● **INPUT DATA**:
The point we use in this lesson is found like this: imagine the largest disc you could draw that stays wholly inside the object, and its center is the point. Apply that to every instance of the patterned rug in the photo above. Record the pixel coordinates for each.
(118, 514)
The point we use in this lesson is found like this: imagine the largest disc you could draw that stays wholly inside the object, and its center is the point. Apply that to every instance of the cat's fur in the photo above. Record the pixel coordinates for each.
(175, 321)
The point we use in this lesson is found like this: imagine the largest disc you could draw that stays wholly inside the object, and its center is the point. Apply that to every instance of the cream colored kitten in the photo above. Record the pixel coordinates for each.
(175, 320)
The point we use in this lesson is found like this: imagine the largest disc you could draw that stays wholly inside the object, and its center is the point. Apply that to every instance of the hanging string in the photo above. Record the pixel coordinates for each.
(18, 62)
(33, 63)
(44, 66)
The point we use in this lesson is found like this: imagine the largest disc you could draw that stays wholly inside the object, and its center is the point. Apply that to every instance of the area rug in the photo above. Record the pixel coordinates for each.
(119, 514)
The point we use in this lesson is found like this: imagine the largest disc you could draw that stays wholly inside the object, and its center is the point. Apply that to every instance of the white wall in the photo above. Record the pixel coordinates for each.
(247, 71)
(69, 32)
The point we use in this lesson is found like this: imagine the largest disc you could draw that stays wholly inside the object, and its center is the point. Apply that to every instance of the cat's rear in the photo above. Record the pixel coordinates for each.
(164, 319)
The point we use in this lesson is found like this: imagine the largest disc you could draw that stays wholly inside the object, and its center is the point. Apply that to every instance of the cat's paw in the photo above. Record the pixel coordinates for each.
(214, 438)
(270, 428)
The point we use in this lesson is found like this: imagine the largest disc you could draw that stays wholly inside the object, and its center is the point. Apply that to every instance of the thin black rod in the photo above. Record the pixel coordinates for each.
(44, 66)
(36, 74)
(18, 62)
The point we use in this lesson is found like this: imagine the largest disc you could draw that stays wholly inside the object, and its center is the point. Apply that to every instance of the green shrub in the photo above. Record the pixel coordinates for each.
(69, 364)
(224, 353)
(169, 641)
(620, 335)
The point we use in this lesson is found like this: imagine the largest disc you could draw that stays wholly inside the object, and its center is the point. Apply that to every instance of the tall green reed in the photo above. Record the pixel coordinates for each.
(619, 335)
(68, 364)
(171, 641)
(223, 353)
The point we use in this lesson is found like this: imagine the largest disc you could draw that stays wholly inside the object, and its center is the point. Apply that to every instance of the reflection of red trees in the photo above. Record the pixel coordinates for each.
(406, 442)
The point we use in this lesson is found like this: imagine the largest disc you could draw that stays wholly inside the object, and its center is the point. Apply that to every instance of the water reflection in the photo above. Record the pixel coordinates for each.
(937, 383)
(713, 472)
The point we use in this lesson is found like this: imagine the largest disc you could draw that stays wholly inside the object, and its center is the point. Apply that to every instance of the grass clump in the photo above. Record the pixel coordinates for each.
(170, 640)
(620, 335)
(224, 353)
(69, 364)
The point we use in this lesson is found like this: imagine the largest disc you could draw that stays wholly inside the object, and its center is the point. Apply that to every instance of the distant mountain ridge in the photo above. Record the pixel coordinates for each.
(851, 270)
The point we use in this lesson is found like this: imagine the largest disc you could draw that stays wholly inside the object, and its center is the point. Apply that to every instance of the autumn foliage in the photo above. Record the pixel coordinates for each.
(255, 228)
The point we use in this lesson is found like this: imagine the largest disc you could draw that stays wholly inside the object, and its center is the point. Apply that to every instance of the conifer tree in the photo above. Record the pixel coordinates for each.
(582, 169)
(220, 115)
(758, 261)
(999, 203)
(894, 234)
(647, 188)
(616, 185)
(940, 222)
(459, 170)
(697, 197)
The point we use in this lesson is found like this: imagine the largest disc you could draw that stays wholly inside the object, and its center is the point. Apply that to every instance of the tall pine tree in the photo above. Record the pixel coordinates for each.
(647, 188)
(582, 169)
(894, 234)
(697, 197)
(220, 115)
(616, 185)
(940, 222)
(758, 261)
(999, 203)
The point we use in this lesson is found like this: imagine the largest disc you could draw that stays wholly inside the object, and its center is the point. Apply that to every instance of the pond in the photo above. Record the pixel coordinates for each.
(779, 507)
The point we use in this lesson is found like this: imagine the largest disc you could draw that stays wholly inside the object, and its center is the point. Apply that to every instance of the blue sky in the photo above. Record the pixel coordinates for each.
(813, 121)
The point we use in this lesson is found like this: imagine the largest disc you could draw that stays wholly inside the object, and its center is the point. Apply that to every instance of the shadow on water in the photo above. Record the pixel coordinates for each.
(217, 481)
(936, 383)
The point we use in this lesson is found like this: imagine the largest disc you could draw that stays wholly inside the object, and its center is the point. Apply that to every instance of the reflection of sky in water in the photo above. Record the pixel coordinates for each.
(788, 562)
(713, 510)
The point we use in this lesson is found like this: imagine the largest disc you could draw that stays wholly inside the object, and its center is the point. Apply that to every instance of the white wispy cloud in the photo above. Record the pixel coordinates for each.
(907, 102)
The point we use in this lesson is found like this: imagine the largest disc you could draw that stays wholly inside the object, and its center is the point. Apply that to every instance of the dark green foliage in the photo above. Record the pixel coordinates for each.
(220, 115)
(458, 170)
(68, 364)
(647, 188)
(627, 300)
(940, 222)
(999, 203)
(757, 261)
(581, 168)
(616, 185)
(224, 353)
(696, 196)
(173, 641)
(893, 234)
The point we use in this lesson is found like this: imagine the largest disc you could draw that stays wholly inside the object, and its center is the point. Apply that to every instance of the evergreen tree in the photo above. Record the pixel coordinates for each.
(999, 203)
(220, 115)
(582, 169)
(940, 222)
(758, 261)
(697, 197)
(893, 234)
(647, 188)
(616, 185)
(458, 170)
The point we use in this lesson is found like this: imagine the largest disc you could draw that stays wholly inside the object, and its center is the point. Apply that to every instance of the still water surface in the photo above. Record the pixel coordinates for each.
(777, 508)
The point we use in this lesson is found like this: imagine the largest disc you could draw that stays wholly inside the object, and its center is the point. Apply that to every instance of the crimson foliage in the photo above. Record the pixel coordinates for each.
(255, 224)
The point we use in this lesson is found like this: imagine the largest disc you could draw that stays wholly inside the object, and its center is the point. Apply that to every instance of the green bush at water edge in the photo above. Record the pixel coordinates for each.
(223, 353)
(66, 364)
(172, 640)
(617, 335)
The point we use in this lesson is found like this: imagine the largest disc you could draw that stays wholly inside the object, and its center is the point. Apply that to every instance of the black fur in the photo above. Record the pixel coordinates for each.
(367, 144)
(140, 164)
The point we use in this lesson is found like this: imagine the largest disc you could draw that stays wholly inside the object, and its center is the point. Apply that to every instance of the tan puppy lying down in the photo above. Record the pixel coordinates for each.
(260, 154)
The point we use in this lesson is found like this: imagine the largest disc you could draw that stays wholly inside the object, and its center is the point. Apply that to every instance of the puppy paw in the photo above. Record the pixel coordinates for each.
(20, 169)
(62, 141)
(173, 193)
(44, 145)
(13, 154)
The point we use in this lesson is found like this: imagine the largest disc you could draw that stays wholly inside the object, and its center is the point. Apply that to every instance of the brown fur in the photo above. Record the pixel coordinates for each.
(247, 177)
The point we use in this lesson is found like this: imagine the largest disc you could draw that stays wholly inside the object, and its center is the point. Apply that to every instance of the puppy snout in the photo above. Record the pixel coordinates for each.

● **INSTRUCTIONS FOR THE TASK**: Hand back the material above in full, exactly as written.

● **EXERCISE ANSWER**:
The point we use in this lesson is found like this: imagine the largest disc you could draw that stays wholly inside the object, and its center is the point. Apply that to every instance of the patterned rug in the photo above. Record the pixel coordinates for each.
(118, 514)
The point we use in this lesson is found like this: imagine the largest disc you could draw that stays wholly inside the object, and its center is the point. Apply that to every instance of the cat's fur in the photo above. Record the pixel coordinates for each.
(175, 321)
The point we use in this lesson is found like this: imagine the largest disc you could draw that stays wholly inside the object, and its center is the point. Apply that to every instance of the cream colored kitten in the photo above. Record the pixel coordinates for each.
(175, 320)
The point we use in this lesson is found like this: imagine the largest disc you could draw that stays wholly inside the object, and its center is the point. Apply that to every instance of the hanging string in the photo above. Record the pixel coordinates for each.
(18, 62)
(33, 63)
(44, 66)
The point we use in this lesson is found like this: imagine the largest disc you could draw that stays wholly inside the object, and its center is the point. Apply that to every instance of the area rug in the photo above. Record the pixel coordinates for each.
(119, 514)
The point we use in this lesson is found like this: imagine the largest disc you could draw that stays wholly inside the object, and its center is the point. Apply that to every instance of the white wall in the photo above. Record the pixel coordinates for each.
(247, 71)
(69, 32)
The point we use in this lesson is found like this: imagine the largest disc you could draw that stays wholly inside the object, and its center is the point. Apply that to every instance of the cat's rear in the photo above. Record the pixel coordinates for each.
(164, 319)
The point we use in this lesson is found like this: imagine the largest disc you could draw that stays wholly inside the object, and its center is the point. Apply that to every instance of the cat's paw in the photo above. Record the pixel coordinates for each.
(214, 438)
(270, 428)
The point we use in this lesson is found like this: imagine the largest disc you could draw that stays wholly inside the object, and its center is the point. Apply that to every instance of the thin black rod in the photo above. Record the pixel coordinates for each.
(44, 66)
(36, 74)
(18, 62)
The point we use in this lesson is found like this: imagine the largest disc you could draw that stays wholly inside the object, and its center is the point. Apply that to every instance of the green shrub in the photo above. Record the pixel coordinates for each.
(69, 364)
(224, 353)
(169, 641)
(620, 335)
The point we use in this lesson is found like this: imagine the largest disc you could draw that stays wholly inside the object, and its center is the point. Apply that to every instance of the tall green reed in the photo above. Record the pixel coordinates for each.
(619, 335)
(68, 364)
(171, 641)
(223, 353)
The point we use in this lesson is found like this: imagine the largest disc you could draw that stays wholly inside the object, and its center is the point. Apply that to every instance of the reflection of red trees in the photo above. Record the pixel coordinates for each.
(406, 442)
The point we use in this lesson is found like this: imagine the largest disc you could draw that stays wholly inside the object, and its center is the point. Apply that to every instance of the water reflection in the photo above. Record the pixel coordinates for each.
(937, 383)
(713, 472)
The point we use in this lesson is found like this: imagine the largest disc you could draw that stays wholly inside the object, and its center is the point. Apply that to every instance of the grass clump in the photo above. Record the pixel coordinates for each.
(170, 640)
(620, 335)
(224, 353)
(69, 364)
The point we use in this lesson is found like this: imagine the largest disc you could draw that stays wholly inside the object, and its center is the point. Apply that to every instance of the distant mountain ridge in the photo above. Record the pixel coordinates for each.
(851, 270)
The point we use in this lesson is found like this: imagine the largest disc you could draw that stays wholly inside the object, and its center is the point. Apply that to every instance of the autumn foliage in the photo above. Record the pixel coordinates for each.
(255, 228)
The point we use in this lesson is found like this: imagine the largest disc you could draw that stays wholly inside the object, and its center is the point. Apply that to every instance of the conifer tree in the photo above. Record the pixel coordinates for each.
(582, 169)
(220, 115)
(758, 261)
(999, 203)
(894, 234)
(647, 188)
(616, 185)
(940, 222)
(459, 170)
(697, 197)
The point we use in this lesson is found like this: imagine the largest disc you could draw that stays wholly inside the object, and its center is the point. Apply that to every instance of the tall pine tree in the photo above. Record the pixel coordinates for each.
(647, 188)
(582, 169)
(894, 234)
(697, 197)
(220, 115)
(616, 185)
(940, 222)
(758, 261)
(999, 203)
The point we use in this lesson is found like this: imagine the largest disc you could draw that stays wholly inside the object, and its center is the point. Apply that to every instance of the pond in the photo above. Record the pixel coordinates for each.
(779, 507)
The point we use in this lesson is found like this: imagine the largest disc you could draw that stays wholly inside the object, and its center is the point. Apply that to every instance of the blue sky in the photo above. Record the pixel coordinates for each.
(813, 121)
The point we use in this lesson is found like this: imagine the largest disc you could draw that stays wholly inside the object, and its center is the point. Apply that to every instance of the shadow on water in the photo above. Record the pixel coordinates for each.
(217, 481)
(936, 383)
The point we use in this lesson is found like this: imagine the largest disc you could draw that stays wholly inside the object, and its center is the point. Apply that to every instance of the reflection of sky in water in the photo above. Record the pixel coordinates for each.
(788, 562)
(713, 510)
The point we use in this lesson is found like this: imagine the largest disc you could draw that stays wholly inside the object, and its center is the point. Apply that to every instance of the white wispy cloud in the photo above. Record the pixel coordinates for each.
(907, 102)
The point we use in this lesson is found like this: imagine the largest disc you could draw that stays wholly inside the object, and its center is the point. Apply that to every instance of the dark green foliage in the photo above. Record the pixel coordinates for each.
(220, 115)
(458, 170)
(68, 364)
(647, 188)
(627, 300)
(940, 222)
(999, 203)
(757, 261)
(581, 168)
(616, 185)
(224, 353)
(696, 196)
(173, 641)
(893, 234)
The point we use in this lesson is found like this: imagine the largest disc you could draw that stays wholly inside the object, and its center is the point. Apply that to every instance of the evergreen tree in the photo above. Record the pixel coordinates for each.
(999, 203)
(220, 115)
(582, 169)
(940, 222)
(758, 261)
(697, 197)
(893, 234)
(647, 188)
(616, 185)
(458, 170)
The point we use in this lesson is found like this: imagine the largest disc you could draw that stays wholly inside the object, and its center is the point. Apply that to every instance of the still water surface in the photo above. Record the pixel coordinates for each.
(777, 508)
The point we use in this lesson is found like this: imagine the largest disc you could draw that stays wholly inside the object, and its center is the point. Apply that to every instance of the crimson foliage in the photo above. Record the pixel coordinates for each.
(255, 224)
The point we use in this lesson is found like this: imagine the largest disc you could draw that stays wholly inside the object, and its center is the point. Apply that to every instance of the green bush at water edge in the photo above. Record the pixel coordinates for each.
(223, 353)
(66, 364)
(172, 640)
(617, 335)
The point we use in this lesson is found like this: imagine the largest disc you could draw that stays wholly inside the object, and its center is the point. Apply that to every instance of the black fur in the photo above. Record the pixel coordinates for each.
(367, 144)
(140, 164)
The point we use in this lesson is found like this: imagine the largest disc you could draw that stays wholly inside the object, and its center is the point. Apply that to every instance of the tan puppy lying down in the photo above. Record the pixel coordinates for each.
(260, 154)
The point we use in this lesson is found like this: imagine the largest disc you could draw that stays wholly inside the object, and its center is the point. Apply that to every instance of the puppy paw in the photo above. Record the pixel coordinates for each.
(20, 169)
(62, 141)
(173, 193)
(44, 145)
(13, 154)
The point we use in this lesson is found like this: imagine the largest disc you could draw that stays wholly inside the object, and its center is the point. Apply that to every instance of the brown fur in the photo above. Record the pixel coordinates for each.
(247, 177)
The point we use in this lesson is found like this: imagine the largest disc you could draw that stays wholly inside the object, and its center is the point. Apply that to every instance of the puppy snout in the photo above. Record the pixel coordinates for each.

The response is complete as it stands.